Required work
Transcribe the material exactly. Images do not belong in the copy.

--- BEGIN Information supplied ---

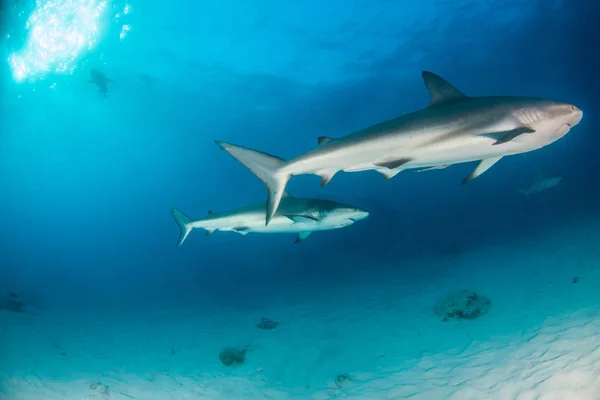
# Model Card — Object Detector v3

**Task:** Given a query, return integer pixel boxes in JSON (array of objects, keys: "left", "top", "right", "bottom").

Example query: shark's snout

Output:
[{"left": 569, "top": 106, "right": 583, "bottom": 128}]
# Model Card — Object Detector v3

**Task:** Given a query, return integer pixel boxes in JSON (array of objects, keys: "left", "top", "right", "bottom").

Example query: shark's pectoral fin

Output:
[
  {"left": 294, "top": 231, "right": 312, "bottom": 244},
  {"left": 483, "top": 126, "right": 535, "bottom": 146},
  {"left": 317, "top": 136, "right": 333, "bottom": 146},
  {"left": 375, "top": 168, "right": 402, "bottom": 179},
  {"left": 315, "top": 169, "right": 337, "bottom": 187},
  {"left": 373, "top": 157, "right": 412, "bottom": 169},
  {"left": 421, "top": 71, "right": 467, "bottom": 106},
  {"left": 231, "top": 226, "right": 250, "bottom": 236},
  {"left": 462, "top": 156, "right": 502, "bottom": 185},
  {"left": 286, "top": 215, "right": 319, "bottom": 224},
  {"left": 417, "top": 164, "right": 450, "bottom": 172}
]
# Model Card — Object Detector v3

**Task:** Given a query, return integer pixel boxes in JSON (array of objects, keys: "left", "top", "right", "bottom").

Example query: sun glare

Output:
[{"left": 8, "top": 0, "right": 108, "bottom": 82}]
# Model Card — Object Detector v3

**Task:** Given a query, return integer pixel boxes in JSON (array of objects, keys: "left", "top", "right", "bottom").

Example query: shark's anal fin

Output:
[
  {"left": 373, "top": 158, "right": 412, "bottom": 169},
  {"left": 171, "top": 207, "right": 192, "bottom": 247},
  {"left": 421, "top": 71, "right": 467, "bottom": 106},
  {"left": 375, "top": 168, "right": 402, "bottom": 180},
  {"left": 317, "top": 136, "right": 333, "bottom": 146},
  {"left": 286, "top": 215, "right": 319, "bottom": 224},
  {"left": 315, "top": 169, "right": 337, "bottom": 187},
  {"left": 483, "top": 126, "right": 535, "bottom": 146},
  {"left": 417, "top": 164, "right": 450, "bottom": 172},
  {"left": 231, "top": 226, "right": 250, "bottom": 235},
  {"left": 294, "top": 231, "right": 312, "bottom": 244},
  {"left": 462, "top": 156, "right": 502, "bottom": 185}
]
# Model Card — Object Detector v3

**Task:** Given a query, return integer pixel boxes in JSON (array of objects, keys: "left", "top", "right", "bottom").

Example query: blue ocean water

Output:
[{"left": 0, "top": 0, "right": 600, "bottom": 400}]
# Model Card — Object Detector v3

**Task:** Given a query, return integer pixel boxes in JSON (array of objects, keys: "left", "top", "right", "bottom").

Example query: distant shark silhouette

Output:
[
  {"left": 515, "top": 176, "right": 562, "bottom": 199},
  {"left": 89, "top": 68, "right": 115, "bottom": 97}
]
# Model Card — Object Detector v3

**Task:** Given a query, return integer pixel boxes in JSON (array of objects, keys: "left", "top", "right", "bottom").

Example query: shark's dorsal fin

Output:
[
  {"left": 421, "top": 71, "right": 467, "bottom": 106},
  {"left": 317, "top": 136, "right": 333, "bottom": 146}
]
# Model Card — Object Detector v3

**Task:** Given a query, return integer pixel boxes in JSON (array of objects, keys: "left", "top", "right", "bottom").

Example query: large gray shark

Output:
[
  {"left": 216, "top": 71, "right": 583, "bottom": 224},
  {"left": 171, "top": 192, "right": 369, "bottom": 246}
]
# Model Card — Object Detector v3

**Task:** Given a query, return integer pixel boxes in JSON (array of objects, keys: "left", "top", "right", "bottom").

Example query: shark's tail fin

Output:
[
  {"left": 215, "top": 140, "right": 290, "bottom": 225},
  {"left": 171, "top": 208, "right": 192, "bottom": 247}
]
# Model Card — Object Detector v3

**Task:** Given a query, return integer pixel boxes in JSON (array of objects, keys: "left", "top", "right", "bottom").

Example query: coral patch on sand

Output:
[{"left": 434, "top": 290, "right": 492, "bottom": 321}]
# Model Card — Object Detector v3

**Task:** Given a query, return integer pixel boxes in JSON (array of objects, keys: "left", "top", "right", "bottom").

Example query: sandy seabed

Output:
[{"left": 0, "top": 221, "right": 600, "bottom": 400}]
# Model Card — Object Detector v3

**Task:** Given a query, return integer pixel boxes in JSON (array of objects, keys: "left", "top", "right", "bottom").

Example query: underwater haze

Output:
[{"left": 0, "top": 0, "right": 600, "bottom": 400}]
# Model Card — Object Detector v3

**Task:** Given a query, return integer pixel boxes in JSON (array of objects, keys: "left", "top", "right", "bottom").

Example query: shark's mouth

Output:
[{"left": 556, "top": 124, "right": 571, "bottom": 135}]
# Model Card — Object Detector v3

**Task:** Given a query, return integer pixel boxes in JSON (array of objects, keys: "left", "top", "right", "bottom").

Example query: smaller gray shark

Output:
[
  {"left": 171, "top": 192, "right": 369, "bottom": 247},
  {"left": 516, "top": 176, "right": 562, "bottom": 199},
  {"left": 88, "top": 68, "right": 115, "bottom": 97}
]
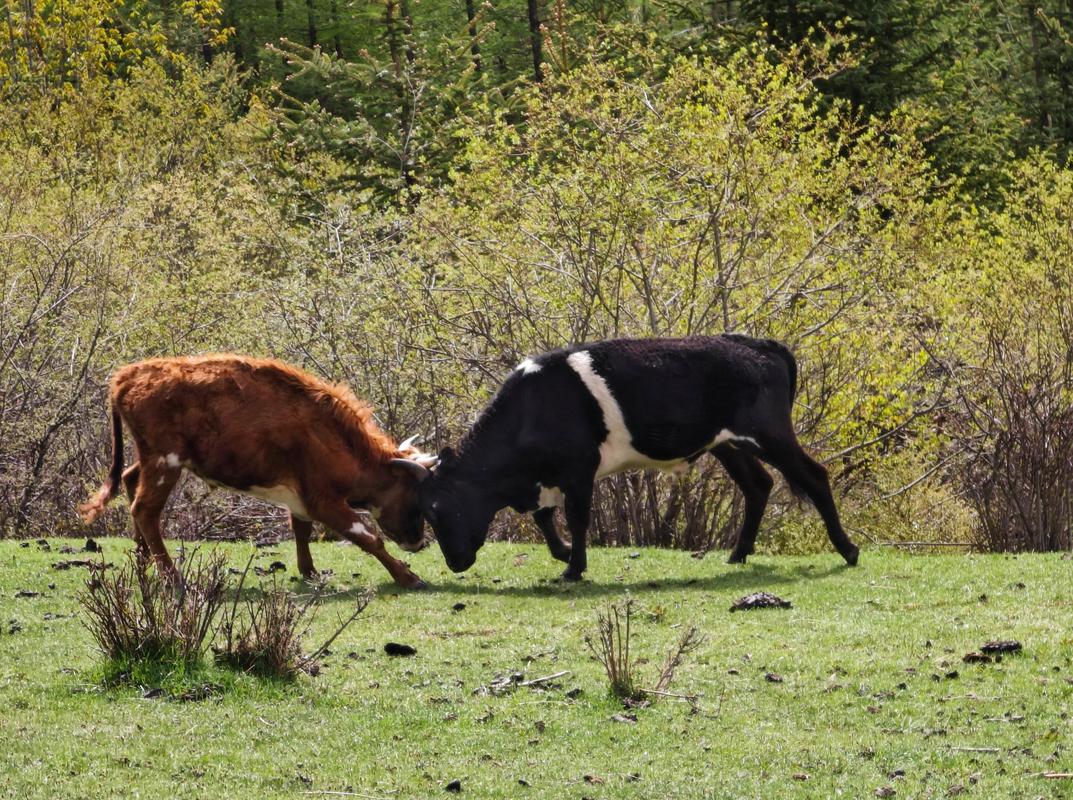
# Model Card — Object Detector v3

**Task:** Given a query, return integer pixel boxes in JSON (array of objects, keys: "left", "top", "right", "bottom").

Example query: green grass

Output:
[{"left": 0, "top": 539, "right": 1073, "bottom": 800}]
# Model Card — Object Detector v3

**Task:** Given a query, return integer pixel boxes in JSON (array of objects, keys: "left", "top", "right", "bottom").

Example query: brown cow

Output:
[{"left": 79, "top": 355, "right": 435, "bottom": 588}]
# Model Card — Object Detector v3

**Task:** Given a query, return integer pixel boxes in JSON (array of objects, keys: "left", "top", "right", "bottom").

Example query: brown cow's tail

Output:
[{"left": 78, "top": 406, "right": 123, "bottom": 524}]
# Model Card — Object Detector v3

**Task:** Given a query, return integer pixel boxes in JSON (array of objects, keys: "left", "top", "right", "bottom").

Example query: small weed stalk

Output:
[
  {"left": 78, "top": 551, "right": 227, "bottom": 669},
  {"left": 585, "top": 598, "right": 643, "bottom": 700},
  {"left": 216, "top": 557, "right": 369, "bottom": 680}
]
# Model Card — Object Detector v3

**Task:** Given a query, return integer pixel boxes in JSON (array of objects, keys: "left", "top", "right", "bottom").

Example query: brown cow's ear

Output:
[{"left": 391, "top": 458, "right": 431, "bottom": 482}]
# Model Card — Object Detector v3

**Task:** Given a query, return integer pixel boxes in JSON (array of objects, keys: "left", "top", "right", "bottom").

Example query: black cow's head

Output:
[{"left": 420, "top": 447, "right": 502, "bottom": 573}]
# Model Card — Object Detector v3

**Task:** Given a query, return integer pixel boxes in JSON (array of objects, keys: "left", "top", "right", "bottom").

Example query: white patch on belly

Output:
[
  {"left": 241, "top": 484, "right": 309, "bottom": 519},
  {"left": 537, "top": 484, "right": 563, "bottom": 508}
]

--- END Information supplied ---

Completed exercise
# Model Card — Object Detector v3

**Task:** Given a query, return integer pixel boxes in JSON (array of objects, keys: "left", "top", "right", "bottom").

Example query: shark's snout

Output:
[{"left": 569, "top": 106, "right": 583, "bottom": 128}]
# Model Card — Object Detector v3

**Task:** Given a query, return integer pixel boxes in JSON (array of objects, keys: "left", "top", "right", "bottom").

Example query: shark's pectoral fin

Output:
[
  {"left": 294, "top": 231, "right": 312, "bottom": 244},
  {"left": 483, "top": 126, "right": 535, "bottom": 146},
  {"left": 317, "top": 136, "right": 333, "bottom": 146},
  {"left": 375, "top": 168, "right": 402, "bottom": 179},
  {"left": 315, "top": 169, "right": 337, "bottom": 187},
  {"left": 373, "top": 157, "right": 412, "bottom": 169},
  {"left": 421, "top": 71, "right": 467, "bottom": 106},
  {"left": 231, "top": 226, "right": 250, "bottom": 236},
  {"left": 462, "top": 156, "right": 502, "bottom": 185},
  {"left": 286, "top": 215, "right": 319, "bottom": 224},
  {"left": 417, "top": 164, "right": 450, "bottom": 172}
]
# Model Card — Object Detector v3

**Task:** Given a query, return integer pixel boxes in JSON (array of objects, keys: "left", "top", "right", "bottom").

Example query: sun glare

Output:
[{"left": 8, "top": 0, "right": 108, "bottom": 82}]
# Model Card — Object Detector v3

**Task:** Given a query, return integer pixel boxes in JSON (array of objects, keys: "left", "top", "right", "bottom").

Example query: shark's anal fin

Output:
[
  {"left": 373, "top": 158, "right": 412, "bottom": 169},
  {"left": 171, "top": 207, "right": 192, "bottom": 247},
  {"left": 421, "top": 71, "right": 467, "bottom": 106},
  {"left": 375, "top": 168, "right": 402, "bottom": 180},
  {"left": 317, "top": 136, "right": 333, "bottom": 146},
  {"left": 286, "top": 215, "right": 319, "bottom": 224},
  {"left": 315, "top": 169, "right": 337, "bottom": 187},
  {"left": 483, "top": 126, "right": 535, "bottom": 146},
  {"left": 417, "top": 164, "right": 450, "bottom": 172},
  {"left": 231, "top": 226, "right": 250, "bottom": 235},
  {"left": 294, "top": 231, "right": 312, "bottom": 244},
  {"left": 462, "top": 156, "right": 502, "bottom": 185}
]
# Model Card — Object Detector v3

**Task:** Given a query, return integer pixel boxes in JSON (array of objects, keys: "left", "top", "right", "bottom").

Example query: blue ocean water

Output:
[{"left": 0, "top": 0, "right": 600, "bottom": 400}]
# Model Card — Object Detector v3

**Task:** Given a query, return integer pixel boxes in JSON (array of objects, keys: "left", "top", "right", "bottom").

Example query: distant shark silhouette

Output:
[
  {"left": 515, "top": 176, "right": 562, "bottom": 199},
  {"left": 89, "top": 68, "right": 115, "bottom": 97}
]
# Model Card — Object Detector v3

**Task:** Given a query, return integer pixel boxes in JSON (array of objects, keys: "left", "top", "right", "bottom").

Example query: shark's dorsal fin

Output:
[
  {"left": 421, "top": 71, "right": 467, "bottom": 106},
  {"left": 317, "top": 136, "right": 333, "bottom": 146}
]
# Model Card — Object Detector v3

**Task:** Given a query, return integer pixel boxes in JSON (array of objects, keys: "left", "top", "right", "bottom").

Example query: large gray shark

Output:
[
  {"left": 216, "top": 71, "right": 583, "bottom": 224},
  {"left": 171, "top": 192, "right": 369, "bottom": 246}
]
# Model Card — Object Detector v3

**Task:** Given a query, return integer pixel boxes in JSON (array of objects, keys: "left", "top", "right", "bottom").

Example query: shark's tail fin

Output:
[
  {"left": 215, "top": 140, "right": 290, "bottom": 225},
  {"left": 171, "top": 208, "right": 192, "bottom": 247}
]
# Model Card — Object Detector v3

**Task:** Given a query, return integer pixel boxes in JSON (array of objects, keys: "left", "top", "right", "bottom").

Example query: coral patch on sand

Output:
[{"left": 434, "top": 290, "right": 492, "bottom": 321}]
# Model Card — Object Detector v3

**Task:** Given a query, return integer pixel boxes in JSON (array of objects, keys: "left", "top", "right", "bottom").

Example query: sandy seabed

Output:
[{"left": 0, "top": 221, "right": 600, "bottom": 400}]
# Model Card — Object Detector v3

**Task:** Given a query, return integer pixel boxes in JSON (array of objects, keys: "left", "top", "right", "bottom").

Example query: underwater haze

Output:
[{"left": 0, "top": 0, "right": 600, "bottom": 400}]
# Model Card — Object Detector v3

**Task:** Given a query, return integer pixel boxes in JSON (array of objects, keys: "left", "top", "right", "bottom").

Example query: shark's mouth

Output:
[{"left": 556, "top": 124, "right": 571, "bottom": 135}]
# Model Card — Object Detector v3

**Task:** Given a query, return integer pixel boxes in JSON (array of objects, keys: "left", "top", "right", "bottom").

Example query: smaller gray shark

Output:
[
  {"left": 171, "top": 192, "right": 369, "bottom": 247},
  {"left": 516, "top": 176, "right": 562, "bottom": 199},
  {"left": 88, "top": 68, "right": 115, "bottom": 97}
]
# Model Card — Object Detector v3

**Task:** Given a query, return integer pixel boxes in JSON (array of objects, keys: "left", "top", "right", "bottom").

Example query: green grass

Output:
[{"left": 0, "top": 539, "right": 1073, "bottom": 800}]
# Model Card — Object Detector v3

**Task:** Given a query, return integer pixel boxes in JSON (array of objects, keys: "left", "top", "right", "bottom").

Example query: brown cow

Output:
[{"left": 79, "top": 355, "right": 435, "bottom": 588}]
# Model Card — Object Detector v3

**Task:** Given a query, return integer pixel boxes in JSON (array of objects, keys: "left", "top", "right", "bottom").

Example query: brown cow's tail

Output:
[{"left": 78, "top": 406, "right": 123, "bottom": 524}]
# Model Card — Object Detector v3

**Task:** Given a query, return integer pixel boxes in JSON (array of objects, keys: "left", "top", "right", "bottom").

Example query: small weed stalk

Output:
[
  {"left": 78, "top": 551, "right": 227, "bottom": 669},
  {"left": 585, "top": 598, "right": 643, "bottom": 700},
  {"left": 216, "top": 557, "right": 369, "bottom": 680}
]
# Model Card — Object Detector v3

**Task:** Given a query, return integer pixel boxes in JSON (array of objects, keys: "left", "top", "right", "bottom").

Example query: brown cow's ear

Output:
[{"left": 391, "top": 458, "right": 431, "bottom": 482}]
# Model Card — Object Detector v3

**Task:** Given a query, return integer pixel boxes in JSON (array of objects, keys: "left", "top", "right", "bottom").

Example query: black cow's head

Output:
[{"left": 420, "top": 447, "right": 502, "bottom": 573}]
# Model Card — Object Detector v3

**Task:** Given a query, return integer pixel boxes in JSON (array of objects, keys: "left", "top", "right", "bottom").

Example query: white patch on belly

Output:
[
  {"left": 241, "top": 484, "right": 309, "bottom": 519},
  {"left": 537, "top": 484, "right": 563, "bottom": 508}
]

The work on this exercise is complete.